**Texte fourni**:
»»

Monday, January 12, 2009


Séminaire de négociation.
Souk style v/s H.E.C.



« Naturellement » appelés à occuper des postes importants*, les bons énarques doivent maîtriser l'art de la négociation. C'est ce qu'on m'a dit avant de me faire plonger pendant 3 jours non stop de 9h à 18h dans un séminaire de négo.
Rien de futile dans l'expression « négo », car je suis certain que plus d'un égo s'est plutôt mal sorti de l'expérience.
Les cours ont commencé avec un exercice de simulation où deux pays imaginaires devaient régler un conflit ethnique et géopolitique sous l'influence des puissances voisines.
Avant de commencer, un certain nombre d'instructions nous avaient été distribuées de façon telle à bien préparer l'argumentation et essayer de trouver une stratégie.
Une fois la négo commencée, tous les participant se sont bien circonscrits aux directives.
Tous? Non, car un groupe d'irréductibles non Gaulois résista encore et toujours au civilisateur!

Gad Elmaleh a un sketch célèbre où il décrit les différences entre les enfants franco-français et ceux issus de l'immigration maghrébine. Face à des cahiers de coloriage, le petit Français ne sort surtout pas! des limites du dessin, tandis que les autres, dit-il, colorient partout sauf sur le dessin.

««

**Parties de l'exercice**:
[A] Recopiez à l'identique le passage du texte sur le séminaire de négociation qui commence par "Les cours ont" et se poursuit jusqu'à "trouver une stratégie.".
[B] D'après le texte sur le séminaire de négociation, combien de temps a duré le séminaire ?
[C] Traduisez en anglais cette phrase du texte sur le séminaire de négociation : « Les cours ont commencé avec un exercice de simulation où deux pays imaginaires devaient régler un conflit ethnique et géopolitique sous l'influence des puissances voisines. »

Enregistrements du jeu de données sur l'emplacement d'objets
»»

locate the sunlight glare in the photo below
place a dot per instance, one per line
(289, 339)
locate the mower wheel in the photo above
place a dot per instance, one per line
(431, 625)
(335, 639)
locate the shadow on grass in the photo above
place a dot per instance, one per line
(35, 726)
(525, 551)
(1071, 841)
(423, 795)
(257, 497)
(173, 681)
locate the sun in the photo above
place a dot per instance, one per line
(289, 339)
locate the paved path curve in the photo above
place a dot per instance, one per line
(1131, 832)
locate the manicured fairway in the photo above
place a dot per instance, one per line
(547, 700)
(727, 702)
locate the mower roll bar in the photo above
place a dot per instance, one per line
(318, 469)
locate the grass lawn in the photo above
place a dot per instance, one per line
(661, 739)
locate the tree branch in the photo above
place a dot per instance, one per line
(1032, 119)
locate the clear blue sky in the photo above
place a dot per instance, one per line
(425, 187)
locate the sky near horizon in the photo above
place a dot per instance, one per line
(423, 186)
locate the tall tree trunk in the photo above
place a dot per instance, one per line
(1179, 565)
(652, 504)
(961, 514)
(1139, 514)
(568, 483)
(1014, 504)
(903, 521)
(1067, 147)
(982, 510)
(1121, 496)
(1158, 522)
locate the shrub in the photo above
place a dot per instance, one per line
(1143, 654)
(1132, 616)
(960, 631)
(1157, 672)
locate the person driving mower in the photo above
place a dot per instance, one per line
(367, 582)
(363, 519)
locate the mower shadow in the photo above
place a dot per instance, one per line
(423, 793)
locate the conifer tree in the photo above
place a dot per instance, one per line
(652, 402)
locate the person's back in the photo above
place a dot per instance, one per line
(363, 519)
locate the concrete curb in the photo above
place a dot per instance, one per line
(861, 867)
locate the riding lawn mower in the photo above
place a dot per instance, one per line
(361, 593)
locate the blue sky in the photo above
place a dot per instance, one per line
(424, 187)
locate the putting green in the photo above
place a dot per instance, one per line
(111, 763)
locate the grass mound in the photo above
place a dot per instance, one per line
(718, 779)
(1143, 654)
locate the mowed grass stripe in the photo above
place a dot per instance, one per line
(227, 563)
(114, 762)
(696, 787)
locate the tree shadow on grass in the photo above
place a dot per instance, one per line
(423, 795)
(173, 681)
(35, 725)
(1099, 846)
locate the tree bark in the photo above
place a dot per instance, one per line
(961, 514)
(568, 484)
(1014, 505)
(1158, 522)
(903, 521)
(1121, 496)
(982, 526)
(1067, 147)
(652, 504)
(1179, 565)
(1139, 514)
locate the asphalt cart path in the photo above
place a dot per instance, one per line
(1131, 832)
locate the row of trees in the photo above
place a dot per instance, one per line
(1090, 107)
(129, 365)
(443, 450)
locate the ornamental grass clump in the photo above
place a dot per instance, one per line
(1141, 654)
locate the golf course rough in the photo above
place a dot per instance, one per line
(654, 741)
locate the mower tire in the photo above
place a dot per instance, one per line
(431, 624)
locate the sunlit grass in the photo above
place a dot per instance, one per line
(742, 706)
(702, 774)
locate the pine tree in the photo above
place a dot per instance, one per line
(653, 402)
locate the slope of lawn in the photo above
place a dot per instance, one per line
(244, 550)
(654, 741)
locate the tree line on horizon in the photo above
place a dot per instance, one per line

««

**Corrigé de l'exercice**:
[A]
Les cours ont commencé avec un exercice de simulation où deux pays imaginaires devaient régler un conflit ethnique et géopolitique sous l'influence des puissances voisines.
Avant de commencer, un certain nombre d'instructions nous avaient été distribuées de façon telle à bien préparer l'argumentation et essayer de trouver une stratégie.

[B] Trois jours sans interruption, de 9 h à 18 h.

[C] The classes began with a simulation exercise in which two imaginary countries had to settle an ethnic and geopolitical conflict under the influence of neighboring powers.